Data provided

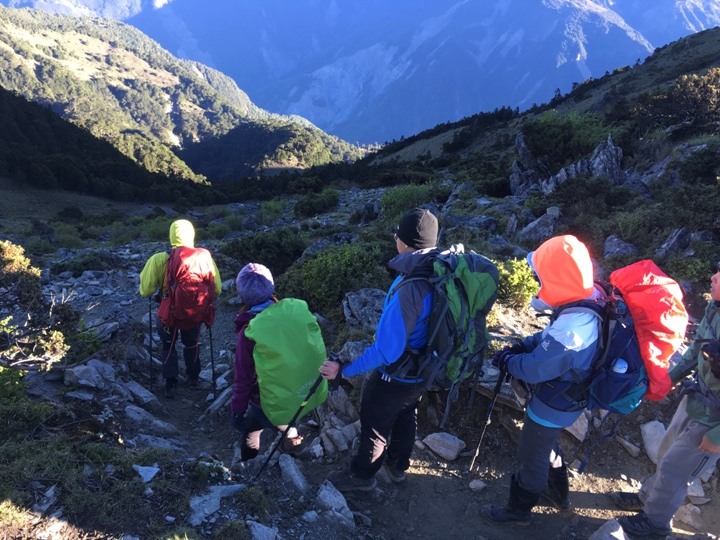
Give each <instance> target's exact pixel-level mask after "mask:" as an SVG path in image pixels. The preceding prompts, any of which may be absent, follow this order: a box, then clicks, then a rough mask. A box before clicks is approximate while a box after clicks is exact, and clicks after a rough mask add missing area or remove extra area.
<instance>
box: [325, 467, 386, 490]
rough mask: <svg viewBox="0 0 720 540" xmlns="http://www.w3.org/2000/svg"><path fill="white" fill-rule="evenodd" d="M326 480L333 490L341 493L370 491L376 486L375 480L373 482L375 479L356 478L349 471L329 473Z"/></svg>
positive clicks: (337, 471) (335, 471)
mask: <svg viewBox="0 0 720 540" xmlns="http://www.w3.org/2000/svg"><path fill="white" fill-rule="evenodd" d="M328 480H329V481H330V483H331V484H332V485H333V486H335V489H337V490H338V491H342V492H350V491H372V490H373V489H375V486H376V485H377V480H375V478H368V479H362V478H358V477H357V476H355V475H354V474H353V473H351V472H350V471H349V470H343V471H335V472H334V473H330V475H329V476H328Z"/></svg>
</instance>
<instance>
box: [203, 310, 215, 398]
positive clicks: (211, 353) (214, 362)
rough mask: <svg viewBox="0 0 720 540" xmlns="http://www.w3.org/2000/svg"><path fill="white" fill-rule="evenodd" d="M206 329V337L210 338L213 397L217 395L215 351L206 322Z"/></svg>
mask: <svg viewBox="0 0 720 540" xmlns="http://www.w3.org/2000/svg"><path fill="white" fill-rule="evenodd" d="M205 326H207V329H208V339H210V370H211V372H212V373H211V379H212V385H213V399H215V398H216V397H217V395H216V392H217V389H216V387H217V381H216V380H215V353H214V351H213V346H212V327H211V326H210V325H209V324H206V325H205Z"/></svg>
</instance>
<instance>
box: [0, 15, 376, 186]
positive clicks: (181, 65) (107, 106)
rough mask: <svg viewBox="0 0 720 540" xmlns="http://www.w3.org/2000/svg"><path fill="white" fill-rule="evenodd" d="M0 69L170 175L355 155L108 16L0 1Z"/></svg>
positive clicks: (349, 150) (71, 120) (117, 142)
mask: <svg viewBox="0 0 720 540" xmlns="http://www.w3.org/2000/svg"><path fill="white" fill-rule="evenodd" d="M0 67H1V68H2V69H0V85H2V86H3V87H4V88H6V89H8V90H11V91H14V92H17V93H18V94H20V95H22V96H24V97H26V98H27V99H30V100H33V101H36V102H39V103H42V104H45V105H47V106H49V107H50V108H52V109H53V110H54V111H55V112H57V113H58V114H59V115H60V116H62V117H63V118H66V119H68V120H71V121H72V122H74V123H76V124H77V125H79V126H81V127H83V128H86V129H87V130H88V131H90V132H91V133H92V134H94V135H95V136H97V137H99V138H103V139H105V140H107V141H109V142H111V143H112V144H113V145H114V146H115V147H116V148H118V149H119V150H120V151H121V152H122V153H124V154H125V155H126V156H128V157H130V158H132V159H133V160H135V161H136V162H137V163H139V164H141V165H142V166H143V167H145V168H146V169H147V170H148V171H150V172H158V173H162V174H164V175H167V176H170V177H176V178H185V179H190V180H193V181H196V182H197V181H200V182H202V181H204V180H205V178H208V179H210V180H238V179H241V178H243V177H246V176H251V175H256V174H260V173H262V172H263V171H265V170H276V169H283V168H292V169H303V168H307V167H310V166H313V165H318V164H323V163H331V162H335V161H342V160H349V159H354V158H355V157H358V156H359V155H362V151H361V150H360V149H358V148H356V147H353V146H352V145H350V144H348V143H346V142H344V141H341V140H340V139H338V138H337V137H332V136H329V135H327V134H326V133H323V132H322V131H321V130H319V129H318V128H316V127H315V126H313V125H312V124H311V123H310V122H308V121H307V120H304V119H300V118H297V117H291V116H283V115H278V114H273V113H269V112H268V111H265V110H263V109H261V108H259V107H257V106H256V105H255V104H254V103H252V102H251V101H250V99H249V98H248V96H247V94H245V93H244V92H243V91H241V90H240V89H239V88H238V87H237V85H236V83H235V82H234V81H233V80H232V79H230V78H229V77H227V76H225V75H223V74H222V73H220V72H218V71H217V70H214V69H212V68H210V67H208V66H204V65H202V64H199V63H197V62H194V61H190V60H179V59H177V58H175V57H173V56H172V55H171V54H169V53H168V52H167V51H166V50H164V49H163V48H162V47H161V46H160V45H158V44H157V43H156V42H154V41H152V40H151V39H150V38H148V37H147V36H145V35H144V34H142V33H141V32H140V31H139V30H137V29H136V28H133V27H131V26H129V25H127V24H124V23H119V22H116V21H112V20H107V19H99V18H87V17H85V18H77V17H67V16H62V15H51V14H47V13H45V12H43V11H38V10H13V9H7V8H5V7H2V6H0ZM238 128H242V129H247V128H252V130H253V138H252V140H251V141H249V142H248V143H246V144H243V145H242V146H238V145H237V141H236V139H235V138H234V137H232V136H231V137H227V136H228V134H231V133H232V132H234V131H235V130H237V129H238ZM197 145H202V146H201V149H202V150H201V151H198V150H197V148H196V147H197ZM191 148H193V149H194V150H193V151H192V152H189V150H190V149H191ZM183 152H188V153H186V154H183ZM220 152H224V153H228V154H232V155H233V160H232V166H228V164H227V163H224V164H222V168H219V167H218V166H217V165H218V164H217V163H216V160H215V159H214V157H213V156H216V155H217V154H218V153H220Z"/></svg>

Instructions to follow
Copy out the material from its start through the line containing "box: [325, 467, 386, 490]", including that line, and leave the pictures out of your copy.

Output of the task
Give each <instance> target's exact pixel-level mask after "mask:" as an SVG path in image pixels. The preceding prompts, any of which may be absent, follow this order: a box, then clicks, then a rough mask. A box before clicks is approximate while a box after clicks is exact, and clicks after a rough mask add missing area or remove extra area.
<instance>
box: [325, 467, 386, 490]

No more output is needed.